◆ DIRECTIONS:
Would you write out the lines from the one containing "Target: meadow" to the end of the records below, exactly and in full, please?
START MATERIAL TO PROCESS
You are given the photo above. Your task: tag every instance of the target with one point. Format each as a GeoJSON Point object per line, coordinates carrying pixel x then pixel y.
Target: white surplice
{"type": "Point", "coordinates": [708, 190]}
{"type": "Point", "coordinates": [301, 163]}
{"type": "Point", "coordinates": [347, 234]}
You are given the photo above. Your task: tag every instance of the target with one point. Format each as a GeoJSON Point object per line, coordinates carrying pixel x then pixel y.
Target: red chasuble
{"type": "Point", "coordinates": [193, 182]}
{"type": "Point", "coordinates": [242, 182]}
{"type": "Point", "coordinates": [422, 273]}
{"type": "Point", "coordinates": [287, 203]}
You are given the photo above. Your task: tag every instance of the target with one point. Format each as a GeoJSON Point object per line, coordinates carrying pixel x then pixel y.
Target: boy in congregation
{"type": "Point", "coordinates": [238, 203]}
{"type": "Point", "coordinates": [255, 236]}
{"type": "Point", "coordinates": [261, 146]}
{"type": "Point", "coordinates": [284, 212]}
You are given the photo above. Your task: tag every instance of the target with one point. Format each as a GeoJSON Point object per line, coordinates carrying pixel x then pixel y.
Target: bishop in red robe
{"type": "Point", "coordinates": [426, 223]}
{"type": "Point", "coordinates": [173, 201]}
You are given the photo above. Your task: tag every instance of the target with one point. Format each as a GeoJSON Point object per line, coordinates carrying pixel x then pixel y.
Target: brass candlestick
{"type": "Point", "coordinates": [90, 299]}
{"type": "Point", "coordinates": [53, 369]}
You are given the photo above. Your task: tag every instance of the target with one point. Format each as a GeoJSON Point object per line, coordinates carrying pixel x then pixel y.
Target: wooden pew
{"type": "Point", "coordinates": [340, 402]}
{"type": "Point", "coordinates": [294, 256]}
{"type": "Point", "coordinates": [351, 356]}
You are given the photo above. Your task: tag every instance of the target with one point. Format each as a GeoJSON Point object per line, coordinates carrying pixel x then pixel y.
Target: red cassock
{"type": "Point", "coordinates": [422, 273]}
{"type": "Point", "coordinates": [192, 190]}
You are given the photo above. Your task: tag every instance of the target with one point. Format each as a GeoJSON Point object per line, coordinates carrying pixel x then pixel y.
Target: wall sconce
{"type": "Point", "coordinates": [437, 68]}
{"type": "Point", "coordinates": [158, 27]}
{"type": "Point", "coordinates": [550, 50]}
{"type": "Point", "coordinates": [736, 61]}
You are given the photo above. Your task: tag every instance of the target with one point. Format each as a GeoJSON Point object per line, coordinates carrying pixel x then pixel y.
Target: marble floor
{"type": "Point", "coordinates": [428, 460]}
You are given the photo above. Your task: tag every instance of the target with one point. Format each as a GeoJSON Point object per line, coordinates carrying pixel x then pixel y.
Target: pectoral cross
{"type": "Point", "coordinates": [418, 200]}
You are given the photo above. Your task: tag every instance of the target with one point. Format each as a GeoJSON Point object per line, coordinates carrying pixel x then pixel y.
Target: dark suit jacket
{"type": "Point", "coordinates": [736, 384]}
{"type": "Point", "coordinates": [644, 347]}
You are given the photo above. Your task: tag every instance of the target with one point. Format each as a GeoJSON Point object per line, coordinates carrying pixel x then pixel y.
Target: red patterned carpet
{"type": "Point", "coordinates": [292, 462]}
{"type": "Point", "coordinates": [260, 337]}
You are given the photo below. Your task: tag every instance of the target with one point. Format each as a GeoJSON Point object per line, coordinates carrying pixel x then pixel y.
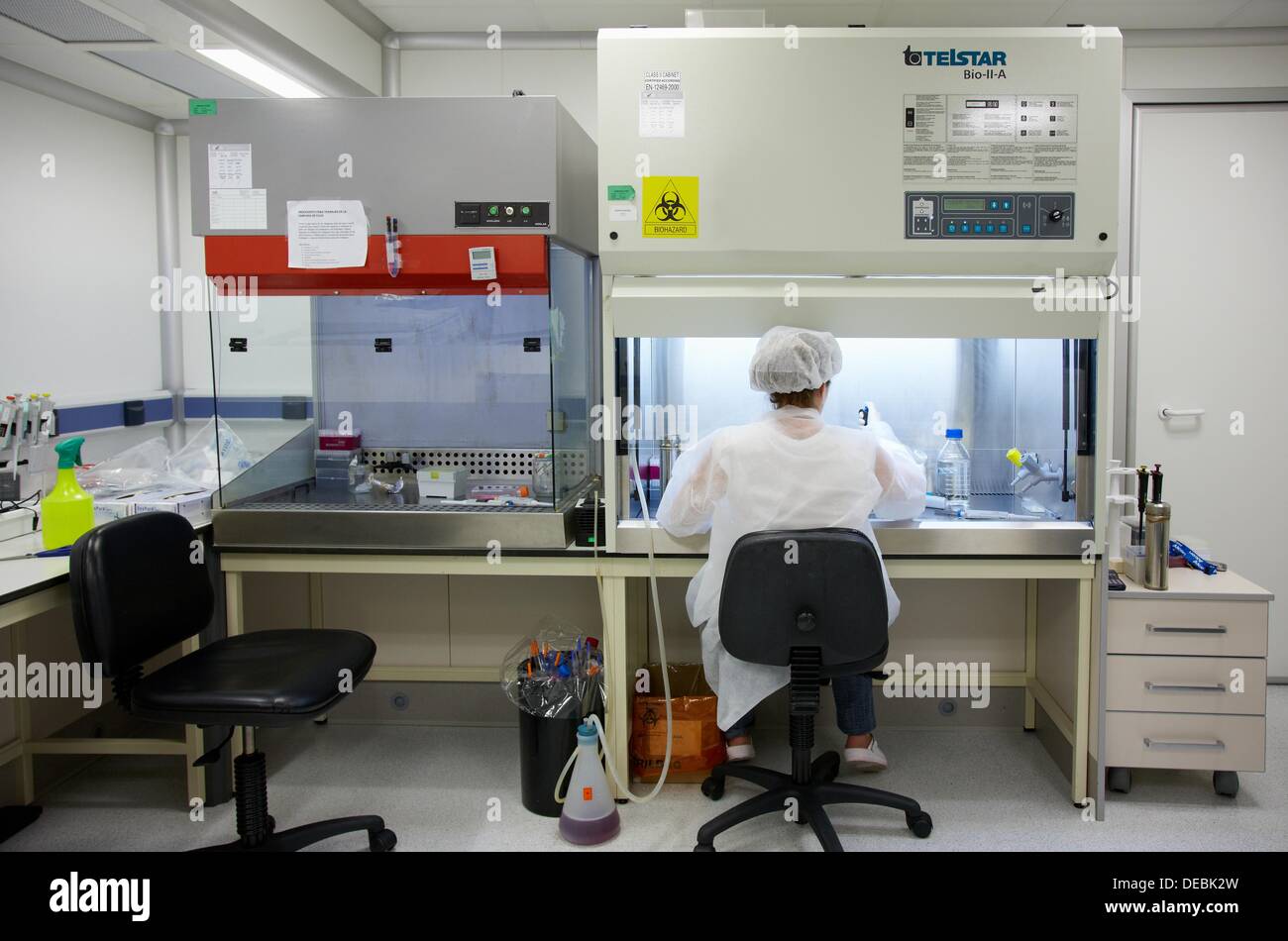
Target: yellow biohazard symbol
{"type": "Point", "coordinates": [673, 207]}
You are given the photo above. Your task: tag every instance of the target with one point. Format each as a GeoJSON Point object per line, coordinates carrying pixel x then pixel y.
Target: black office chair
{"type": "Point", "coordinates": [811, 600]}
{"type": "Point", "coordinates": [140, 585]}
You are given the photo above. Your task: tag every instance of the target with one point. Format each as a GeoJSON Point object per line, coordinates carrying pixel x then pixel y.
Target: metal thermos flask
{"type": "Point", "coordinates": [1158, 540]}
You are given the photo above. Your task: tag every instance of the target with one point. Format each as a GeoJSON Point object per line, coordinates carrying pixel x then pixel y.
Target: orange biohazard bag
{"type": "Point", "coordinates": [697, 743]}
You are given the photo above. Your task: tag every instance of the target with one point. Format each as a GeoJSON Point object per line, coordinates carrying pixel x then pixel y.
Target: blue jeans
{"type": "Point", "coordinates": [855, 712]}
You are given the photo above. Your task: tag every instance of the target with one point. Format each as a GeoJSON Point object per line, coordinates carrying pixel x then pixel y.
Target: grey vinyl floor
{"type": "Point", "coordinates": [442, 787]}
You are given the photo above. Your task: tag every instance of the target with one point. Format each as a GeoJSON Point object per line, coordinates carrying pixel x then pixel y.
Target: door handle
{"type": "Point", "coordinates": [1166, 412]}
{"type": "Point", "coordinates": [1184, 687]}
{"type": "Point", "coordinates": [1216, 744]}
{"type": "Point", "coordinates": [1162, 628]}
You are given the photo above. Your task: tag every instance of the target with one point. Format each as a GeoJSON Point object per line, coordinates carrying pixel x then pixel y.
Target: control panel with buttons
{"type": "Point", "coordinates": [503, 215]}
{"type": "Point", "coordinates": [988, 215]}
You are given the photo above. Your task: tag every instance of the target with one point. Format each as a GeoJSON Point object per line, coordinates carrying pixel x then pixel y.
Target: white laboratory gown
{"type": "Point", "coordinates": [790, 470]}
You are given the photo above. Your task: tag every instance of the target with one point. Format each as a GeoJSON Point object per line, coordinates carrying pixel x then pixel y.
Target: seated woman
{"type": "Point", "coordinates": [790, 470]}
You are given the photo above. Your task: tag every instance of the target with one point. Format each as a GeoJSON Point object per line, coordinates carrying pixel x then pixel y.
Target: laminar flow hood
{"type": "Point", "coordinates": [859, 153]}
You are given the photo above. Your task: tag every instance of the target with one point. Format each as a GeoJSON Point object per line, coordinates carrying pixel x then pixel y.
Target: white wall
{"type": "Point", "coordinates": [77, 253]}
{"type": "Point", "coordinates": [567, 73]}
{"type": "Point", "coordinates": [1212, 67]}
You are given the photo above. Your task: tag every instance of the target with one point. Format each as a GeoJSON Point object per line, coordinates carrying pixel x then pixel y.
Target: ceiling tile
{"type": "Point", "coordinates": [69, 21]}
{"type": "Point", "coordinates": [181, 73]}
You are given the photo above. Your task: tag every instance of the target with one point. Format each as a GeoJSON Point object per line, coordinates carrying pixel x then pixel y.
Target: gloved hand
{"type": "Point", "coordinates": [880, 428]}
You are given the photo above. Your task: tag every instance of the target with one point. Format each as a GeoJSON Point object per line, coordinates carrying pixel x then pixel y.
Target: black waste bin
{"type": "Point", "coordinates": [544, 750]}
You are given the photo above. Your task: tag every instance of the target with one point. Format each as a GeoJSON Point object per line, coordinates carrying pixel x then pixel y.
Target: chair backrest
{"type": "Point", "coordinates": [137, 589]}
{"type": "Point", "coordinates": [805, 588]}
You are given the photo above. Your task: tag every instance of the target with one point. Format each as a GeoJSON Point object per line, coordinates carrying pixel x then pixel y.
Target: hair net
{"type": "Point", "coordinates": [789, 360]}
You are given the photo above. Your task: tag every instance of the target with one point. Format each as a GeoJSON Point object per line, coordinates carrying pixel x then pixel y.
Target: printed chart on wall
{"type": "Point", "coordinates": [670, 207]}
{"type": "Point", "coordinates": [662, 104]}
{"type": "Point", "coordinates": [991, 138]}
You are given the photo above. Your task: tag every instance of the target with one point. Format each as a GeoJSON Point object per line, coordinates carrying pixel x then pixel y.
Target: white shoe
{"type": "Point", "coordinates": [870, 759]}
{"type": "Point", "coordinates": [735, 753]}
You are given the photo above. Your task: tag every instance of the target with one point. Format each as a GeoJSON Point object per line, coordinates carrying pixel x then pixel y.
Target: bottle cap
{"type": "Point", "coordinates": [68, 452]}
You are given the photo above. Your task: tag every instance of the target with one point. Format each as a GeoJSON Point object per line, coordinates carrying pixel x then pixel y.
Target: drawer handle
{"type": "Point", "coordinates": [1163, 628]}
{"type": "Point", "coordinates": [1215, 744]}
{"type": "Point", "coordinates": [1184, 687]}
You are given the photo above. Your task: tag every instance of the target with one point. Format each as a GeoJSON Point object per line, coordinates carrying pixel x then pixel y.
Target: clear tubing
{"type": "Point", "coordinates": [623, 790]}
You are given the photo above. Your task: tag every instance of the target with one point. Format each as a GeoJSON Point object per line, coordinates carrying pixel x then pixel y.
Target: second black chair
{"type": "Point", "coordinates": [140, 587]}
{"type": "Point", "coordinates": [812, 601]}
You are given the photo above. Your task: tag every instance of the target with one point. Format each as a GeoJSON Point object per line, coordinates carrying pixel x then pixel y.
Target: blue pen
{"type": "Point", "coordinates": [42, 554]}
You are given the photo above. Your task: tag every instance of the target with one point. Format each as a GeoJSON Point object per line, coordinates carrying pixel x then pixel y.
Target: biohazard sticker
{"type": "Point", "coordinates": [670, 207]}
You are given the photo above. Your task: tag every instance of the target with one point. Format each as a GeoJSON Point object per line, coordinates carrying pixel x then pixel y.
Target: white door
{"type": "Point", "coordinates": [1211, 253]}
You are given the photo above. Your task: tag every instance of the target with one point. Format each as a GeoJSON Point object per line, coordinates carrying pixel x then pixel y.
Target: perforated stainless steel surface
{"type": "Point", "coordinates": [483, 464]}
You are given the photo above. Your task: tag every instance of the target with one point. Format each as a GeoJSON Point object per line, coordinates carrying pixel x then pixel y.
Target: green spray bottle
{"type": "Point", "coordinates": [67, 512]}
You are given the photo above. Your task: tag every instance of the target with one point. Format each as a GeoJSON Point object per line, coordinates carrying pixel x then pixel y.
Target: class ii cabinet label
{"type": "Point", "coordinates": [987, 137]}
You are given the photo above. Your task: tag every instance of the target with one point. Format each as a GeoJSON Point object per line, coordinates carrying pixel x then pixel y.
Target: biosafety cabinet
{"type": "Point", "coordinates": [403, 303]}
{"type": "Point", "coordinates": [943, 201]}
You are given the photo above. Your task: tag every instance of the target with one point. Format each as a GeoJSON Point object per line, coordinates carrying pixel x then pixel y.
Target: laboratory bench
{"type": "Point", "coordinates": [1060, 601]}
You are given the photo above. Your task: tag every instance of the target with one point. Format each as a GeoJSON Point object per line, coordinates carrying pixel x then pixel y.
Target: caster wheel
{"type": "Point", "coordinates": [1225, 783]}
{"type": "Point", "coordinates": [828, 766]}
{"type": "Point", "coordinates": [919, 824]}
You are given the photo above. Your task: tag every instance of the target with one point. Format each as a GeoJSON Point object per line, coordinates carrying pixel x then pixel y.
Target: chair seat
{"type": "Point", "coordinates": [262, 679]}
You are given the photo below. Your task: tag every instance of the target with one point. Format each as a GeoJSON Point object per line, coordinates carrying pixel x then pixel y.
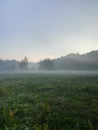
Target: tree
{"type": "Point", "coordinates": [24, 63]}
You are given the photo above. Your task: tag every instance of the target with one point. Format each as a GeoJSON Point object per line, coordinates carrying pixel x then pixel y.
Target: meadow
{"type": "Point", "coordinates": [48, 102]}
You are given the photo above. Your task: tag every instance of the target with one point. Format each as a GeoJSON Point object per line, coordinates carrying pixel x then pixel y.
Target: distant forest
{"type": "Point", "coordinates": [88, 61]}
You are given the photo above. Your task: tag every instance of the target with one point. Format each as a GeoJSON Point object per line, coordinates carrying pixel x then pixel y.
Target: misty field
END MATERIAL TO PROCESS
◆ EXERCISE SOLUTION:
Target: meadow
{"type": "Point", "coordinates": [48, 102]}
You are given the photo above. Your task: tag every instance of the target with one point. Format each as a GeoJSON Point object per line, coordinates carrying pixel x then pixel y.
Target: distant forest
{"type": "Point", "coordinates": [88, 61]}
You are given the photo above. Your task: tag every instance of the target with one point. Format each as a GeoJSON Point object per line, coordinates carrying pixel x then pixel y.
Target: misty field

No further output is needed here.